**WHAT IS NEEDED**
Reproduce word for word the stretch of the passage on sensory cues in word learning that opens with "However, whereas prior" and closes with "co-occurs with stick?".

However, in spite of remarkable advances in research on the mechanisms of word learning, we know relatively little about how we integrate information from multiple sensory modalities—such as the visual, tactile, auditory, taste, and olfactory modalities—during word learning and generalization. Here we ask: how do different types of perceptual cues (e.g., visual, auditory) interact with linguistic cues (e.g., co-occurring words in the speaker’s utterance) in influencing learners’ choice of a word to label a novel object or action?
1 A well-established methodology to investigate how learners attend to different cues in language learning involves the use of tasks that present learners with cues that are in competition with each other [
21,
22]. Prior research shows that infants attend to social cues (the gaze direction of an adult participant) as well as salience cues (the relative movement of images on a screen) [
23]. Adult learners recruit both cross-situational regularities in multimodal cues as well as prior knowledge about linguistic context in acquiring word meaning; further, they are influenced equally by both sources of information when the two types of evidence are in conflict [
24].
However, whereas prior research focuses on how learners use multiple cues to identify the appropriate referent of a novel word, the present study investigates how word learners recruit information from different modalities when extending the use of an already learned word to an unfamiliar referent. For instance, if a learner is confronted with an action and has to label it based on either visual information (the action looks like breaking) or conflicting auditory information (it sounds like tearing), which verb do they select: tear or break? Alternatively, if learners encounter auditory information (a tearing sound) together with conflicting linguistic information (e.g., a question such as what did he do to the stick?), do they choose the verb tear based on the auditory cue or do they prefer the verb break based on the greater frequency with which the verb break co-occurs with stick?
Any account of word learning and generalization needs to provide an account of how multimodal cues conspire or compete to drive attention across contexts. Thus, our study focuses on the following question: what is the relative importance of visual, auditory, and linguistic information when learners generalize the use of a newly acquired verb to a novel situation? Psychophysical studies investigating the issue of sensory dominance in multisensory interactions suggest that the brain does not rely equally on different sources of information: the visual sensory modality can overshadow the auditory sense in adults [
25]. In these studies, participants make one response to auditory targets, another response to visual targets, and both responses to concurrently presented auditory and visual targets. Although participants respond accurately to unimodal targets, they often fail to respond to auditory targets on the bimodal target trials [
26]. The visual dominance effect also prevails in studies that employ more complex stimuli such as line drawings, photos, and familiar sounds [
27,
28]. In contrast, auditory dominance has been shown to prevail in 6-year-old children tested in a similar paradigm involving speeded responses to audiovisual stimuli [
29]. If the patterns of sensory dominance found in these studies also extend to word learning contexts, we would predict that adult learners would privilege visual information over auditory and linguistic information in contexts where they are asked to generalize words to novel referents.

**DATA SHOWN**
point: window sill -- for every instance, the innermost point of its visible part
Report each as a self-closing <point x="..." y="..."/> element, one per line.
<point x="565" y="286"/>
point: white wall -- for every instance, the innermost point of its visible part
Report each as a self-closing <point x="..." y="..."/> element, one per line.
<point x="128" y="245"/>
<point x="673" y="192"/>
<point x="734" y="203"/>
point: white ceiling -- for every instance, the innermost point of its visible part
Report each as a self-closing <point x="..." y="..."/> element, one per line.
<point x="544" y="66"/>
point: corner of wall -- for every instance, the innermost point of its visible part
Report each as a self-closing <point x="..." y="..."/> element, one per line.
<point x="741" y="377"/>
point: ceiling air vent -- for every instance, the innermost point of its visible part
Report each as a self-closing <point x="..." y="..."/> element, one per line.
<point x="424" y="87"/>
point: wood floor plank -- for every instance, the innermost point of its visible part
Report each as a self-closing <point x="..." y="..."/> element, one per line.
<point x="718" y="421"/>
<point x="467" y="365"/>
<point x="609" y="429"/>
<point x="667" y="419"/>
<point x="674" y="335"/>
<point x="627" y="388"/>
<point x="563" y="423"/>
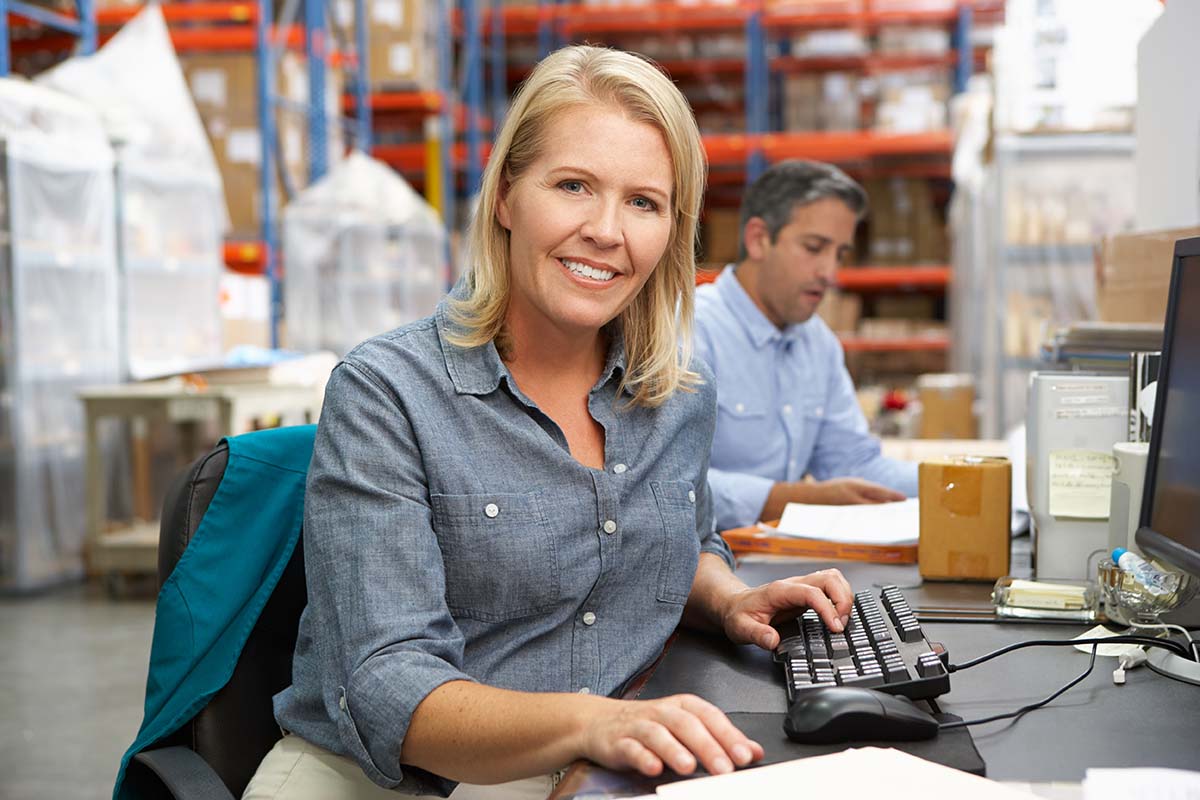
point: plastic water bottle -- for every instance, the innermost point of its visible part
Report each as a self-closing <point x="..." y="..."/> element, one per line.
<point x="1157" y="583"/>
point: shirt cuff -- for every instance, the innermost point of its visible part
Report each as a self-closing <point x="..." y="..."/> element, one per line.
<point x="376" y="710"/>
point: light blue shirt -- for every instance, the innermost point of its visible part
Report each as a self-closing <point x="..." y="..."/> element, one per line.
<point x="786" y="405"/>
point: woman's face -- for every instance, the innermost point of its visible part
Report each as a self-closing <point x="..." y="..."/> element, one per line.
<point x="589" y="220"/>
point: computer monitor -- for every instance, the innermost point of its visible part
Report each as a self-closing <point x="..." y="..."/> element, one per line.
<point x="1169" y="527"/>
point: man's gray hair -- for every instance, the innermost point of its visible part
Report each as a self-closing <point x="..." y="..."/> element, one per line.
<point x="790" y="185"/>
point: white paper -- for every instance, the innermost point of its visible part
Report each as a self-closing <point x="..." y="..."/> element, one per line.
<point x="1080" y="483"/>
<point x="861" y="773"/>
<point x="1145" y="783"/>
<point x="885" y="523"/>
<point x="244" y="146"/>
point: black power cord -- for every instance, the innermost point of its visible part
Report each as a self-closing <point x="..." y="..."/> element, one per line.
<point x="1146" y="641"/>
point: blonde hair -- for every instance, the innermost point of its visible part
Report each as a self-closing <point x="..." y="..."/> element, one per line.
<point x="657" y="325"/>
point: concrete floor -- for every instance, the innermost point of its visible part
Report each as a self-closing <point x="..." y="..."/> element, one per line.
<point x="72" y="681"/>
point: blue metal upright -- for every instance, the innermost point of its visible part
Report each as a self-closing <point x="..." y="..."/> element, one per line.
<point x="499" y="84"/>
<point x="961" y="41"/>
<point x="361" y="102"/>
<point x="84" y="25"/>
<point x="316" y="44"/>
<point x="264" y="85"/>
<point x="756" y="86"/>
<point x="473" y="94"/>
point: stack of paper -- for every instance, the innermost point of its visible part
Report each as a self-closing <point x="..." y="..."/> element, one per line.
<point x="862" y="773"/>
<point x="886" y="523"/>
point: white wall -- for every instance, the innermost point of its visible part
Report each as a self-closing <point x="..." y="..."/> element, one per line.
<point x="1168" y="120"/>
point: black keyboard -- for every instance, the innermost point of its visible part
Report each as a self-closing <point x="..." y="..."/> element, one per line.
<point x="882" y="648"/>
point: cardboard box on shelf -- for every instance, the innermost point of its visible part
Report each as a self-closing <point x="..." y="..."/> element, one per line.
<point x="965" y="511"/>
<point x="840" y="311"/>
<point x="223" y="89"/>
<point x="1133" y="275"/>
<point x="720" y="235"/>
<point x="947" y="407"/>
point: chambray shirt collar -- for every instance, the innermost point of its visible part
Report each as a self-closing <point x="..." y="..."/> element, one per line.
<point x="479" y="370"/>
<point x="759" y="329"/>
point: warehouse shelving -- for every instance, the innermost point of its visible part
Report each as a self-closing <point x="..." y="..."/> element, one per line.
<point x="82" y="26"/>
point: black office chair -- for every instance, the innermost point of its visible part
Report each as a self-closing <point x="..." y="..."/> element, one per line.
<point x="214" y="756"/>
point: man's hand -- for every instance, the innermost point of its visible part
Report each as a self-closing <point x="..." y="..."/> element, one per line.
<point x="837" y="492"/>
<point x="750" y="612"/>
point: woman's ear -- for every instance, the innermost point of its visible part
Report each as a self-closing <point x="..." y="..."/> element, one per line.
<point x="503" y="214"/>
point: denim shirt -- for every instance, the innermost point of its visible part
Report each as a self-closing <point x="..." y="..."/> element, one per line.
<point x="786" y="405"/>
<point x="450" y="535"/>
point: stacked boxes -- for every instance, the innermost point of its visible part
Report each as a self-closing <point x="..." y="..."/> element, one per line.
<point x="223" y="88"/>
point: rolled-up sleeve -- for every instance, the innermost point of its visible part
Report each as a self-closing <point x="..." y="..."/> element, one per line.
<point x="376" y="577"/>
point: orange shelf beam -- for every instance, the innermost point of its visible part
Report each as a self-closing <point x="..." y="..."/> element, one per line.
<point x="179" y="12"/>
<point x="245" y="257"/>
<point x="405" y="102"/>
<point x="864" y="278"/>
<point x="925" y="343"/>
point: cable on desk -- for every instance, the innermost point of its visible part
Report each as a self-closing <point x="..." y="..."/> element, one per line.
<point x="1126" y="638"/>
<point x="1025" y="709"/>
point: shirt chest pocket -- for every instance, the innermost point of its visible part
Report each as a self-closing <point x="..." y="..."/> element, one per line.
<point x="681" y="543"/>
<point x="739" y="422"/>
<point x="499" y="557"/>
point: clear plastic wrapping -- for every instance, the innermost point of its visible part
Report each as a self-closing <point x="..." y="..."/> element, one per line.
<point x="363" y="254"/>
<point x="58" y="323"/>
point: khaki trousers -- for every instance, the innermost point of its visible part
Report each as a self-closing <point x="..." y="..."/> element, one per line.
<point x="299" y="770"/>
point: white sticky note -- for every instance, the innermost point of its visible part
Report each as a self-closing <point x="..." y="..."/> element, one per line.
<point x="244" y="146"/>
<point x="388" y="12"/>
<point x="1080" y="483"/>
<point x="400" y="59"/>
<point x="210" y="86"/>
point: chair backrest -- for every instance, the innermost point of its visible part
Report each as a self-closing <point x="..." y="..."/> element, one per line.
<point x="237" y="728"/>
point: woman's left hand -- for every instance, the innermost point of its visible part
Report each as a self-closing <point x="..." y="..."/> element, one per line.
<point x="750" y="611"/>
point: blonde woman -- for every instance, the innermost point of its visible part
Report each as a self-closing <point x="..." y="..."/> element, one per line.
<point x="508" y="510"/>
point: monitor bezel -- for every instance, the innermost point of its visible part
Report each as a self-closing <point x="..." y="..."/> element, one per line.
<point x="1155" y="543"/>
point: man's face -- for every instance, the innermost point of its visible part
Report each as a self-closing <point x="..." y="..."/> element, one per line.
<point x="801" y="265"/>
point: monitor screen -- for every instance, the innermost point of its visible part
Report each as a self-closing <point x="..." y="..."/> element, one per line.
<point x="1170" y="513"/>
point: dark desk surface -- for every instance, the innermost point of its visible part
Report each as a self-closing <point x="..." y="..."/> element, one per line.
<point x="1151" y="721"/>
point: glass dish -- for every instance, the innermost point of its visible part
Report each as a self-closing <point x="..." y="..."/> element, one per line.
<point x="1126" y="600"/>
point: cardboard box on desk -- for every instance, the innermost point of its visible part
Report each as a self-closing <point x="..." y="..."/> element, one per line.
<point x="1133" y="275"/>
<point x="965" y="510"/>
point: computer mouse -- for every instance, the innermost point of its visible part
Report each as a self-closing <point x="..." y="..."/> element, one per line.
<point x="833" y="714"/>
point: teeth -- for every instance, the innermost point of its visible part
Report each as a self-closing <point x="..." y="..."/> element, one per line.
<point x="588" y="271"/>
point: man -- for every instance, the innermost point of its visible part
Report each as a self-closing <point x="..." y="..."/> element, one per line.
<point x="786" y="403"/>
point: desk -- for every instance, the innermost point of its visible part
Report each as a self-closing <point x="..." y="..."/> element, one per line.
<point x="235" y="408"/>
<point x="1151" y="721"/>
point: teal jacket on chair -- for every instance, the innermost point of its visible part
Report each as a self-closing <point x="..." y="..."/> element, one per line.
<point x="208" y="606"/>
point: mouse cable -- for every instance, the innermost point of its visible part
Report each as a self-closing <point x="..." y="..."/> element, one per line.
<point x="1025" y="709"/>
<point x="1125" y="638"/>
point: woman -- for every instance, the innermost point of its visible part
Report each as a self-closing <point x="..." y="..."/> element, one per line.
<point x="508" y="510"/>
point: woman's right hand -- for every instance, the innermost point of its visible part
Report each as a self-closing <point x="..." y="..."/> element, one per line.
<point x="678" y="732"/>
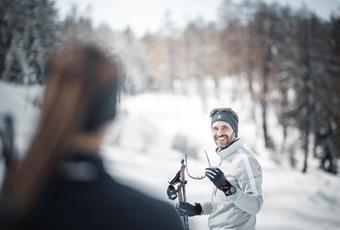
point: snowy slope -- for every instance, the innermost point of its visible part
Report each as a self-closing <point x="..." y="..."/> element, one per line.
<point x="138" y="151"/>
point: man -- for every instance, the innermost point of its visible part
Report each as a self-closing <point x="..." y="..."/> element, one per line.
<point x="237" y="195"/>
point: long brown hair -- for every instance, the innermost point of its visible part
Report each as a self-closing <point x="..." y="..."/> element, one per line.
<point x="77" y="73"/>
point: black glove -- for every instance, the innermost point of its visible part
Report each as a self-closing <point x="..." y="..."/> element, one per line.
<point x="187" y="209"/>
<point x="217" y="177"/>
<point x="171" y="192"/>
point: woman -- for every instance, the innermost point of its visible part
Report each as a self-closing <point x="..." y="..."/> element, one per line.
<point x="61" y="183"/>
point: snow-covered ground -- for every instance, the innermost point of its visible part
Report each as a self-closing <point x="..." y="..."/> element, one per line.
<point x="139" y="152"/>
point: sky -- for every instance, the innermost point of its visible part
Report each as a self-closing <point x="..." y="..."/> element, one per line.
<point x="148" y="15"/>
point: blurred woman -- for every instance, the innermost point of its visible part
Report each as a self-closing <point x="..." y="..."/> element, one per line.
<point x="61" y="183"/>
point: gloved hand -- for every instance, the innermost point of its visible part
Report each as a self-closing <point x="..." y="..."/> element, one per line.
<point x="217" y="177"/>
<point x="187" y="209"/>
<point x="171" y="192"/>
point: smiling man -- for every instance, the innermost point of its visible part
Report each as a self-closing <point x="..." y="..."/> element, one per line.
<point x="237" y="195"/>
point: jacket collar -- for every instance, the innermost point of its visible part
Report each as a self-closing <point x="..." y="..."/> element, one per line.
<point x="229" y="150"/>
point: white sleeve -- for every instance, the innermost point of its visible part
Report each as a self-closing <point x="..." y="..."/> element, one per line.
<point x="248" y="196"/>
<point x="249" y="202"/>
<point x="207" y="208"/>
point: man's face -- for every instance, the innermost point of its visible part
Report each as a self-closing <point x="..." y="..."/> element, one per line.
<point x="222" y="133"/>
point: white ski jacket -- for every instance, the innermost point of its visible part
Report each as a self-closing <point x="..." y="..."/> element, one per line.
<point x="237" y="211"/>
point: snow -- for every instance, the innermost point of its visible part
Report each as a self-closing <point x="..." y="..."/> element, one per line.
<point x="138" y="152"/>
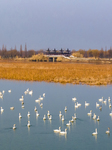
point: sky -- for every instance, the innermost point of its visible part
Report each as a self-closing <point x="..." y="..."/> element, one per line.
<point x="43" y="24"/>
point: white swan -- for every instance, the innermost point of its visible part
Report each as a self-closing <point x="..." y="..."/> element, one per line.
<point x="101" y="99"/>
<point x="28" y="125"/>
<point x="22" y="106"/>
<point x="9" y="91"/>
<point x="37" y="114"/>
<point x="74" y="117"/>
<point x="30" y="92"/>
<point x="97" y="105"/>
<point x="64" y="132"/>
<point x="11" y="108"/>
<point x="1" y="96"/>
<point x="65" y="108"/>
<point x="95" y="133"/>
<point x="14" y="126"/>
<point x="35" y="109"/>
<point x="86" y="104"/>
<point x="108" y="131"/>
<point x="72" y="120"/>
<point x="60" y="114"/>
<point x="44" y="118"/>
<point x="48" y="113"/>
<point x="28" y="114"/>
<point x="109" y="104"/>
<point x="110" y="113"/>
<point x="43" y="94"/>
<point x="3" y="91"/>
<point x="105" y="101"/>
<point x="100" y="107"/>
<point x="98" y="119"/>
<point x="27" y="91"/>
<point x="41" y="105"/>
<point x="109" y="99"/>
<point x="37" y="100"/>
<point x="94" y="116"/>
<point x="57" y="130"/>
<point x="2" y="109"/>
<point x="76" y="106"/>
<point x="90" y="113"/>
<point x="74" y="99"/>
<point x="22" y="98"/>
<point x="20" y="115"/>
<point x="62" y="118"/>
<point x="41" y="98"/>
<point x="50" y="117"/>
<point x="22" y="102"/>
<point x="68" y="124"/>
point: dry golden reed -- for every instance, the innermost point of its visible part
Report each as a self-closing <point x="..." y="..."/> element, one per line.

**ANSWER FOR THE TASK**
However, whereas prior research focuses on how learners use multiple cues to identify the appropriate referent of a novel word, the present study investigates how word learners recruit information from different modalities when extending the use of an already learned word to an unfamiliar referent. For instance, if a learner is confronted with an action and has to label it based on either visual information (the action looks like breaking) or conflicting auditory information (it sounds like tearing), which verb do they select: tear or break? Alternatively, if learners encounter auditory information (a tearing sound) together with conflicting linguistic information (e.g., a question such as what did he do to the stick?), do they choose the verb tear based on the auditory cue or do they prefer the verb break based on the greater frequency with which the verb break co-occurs with stick?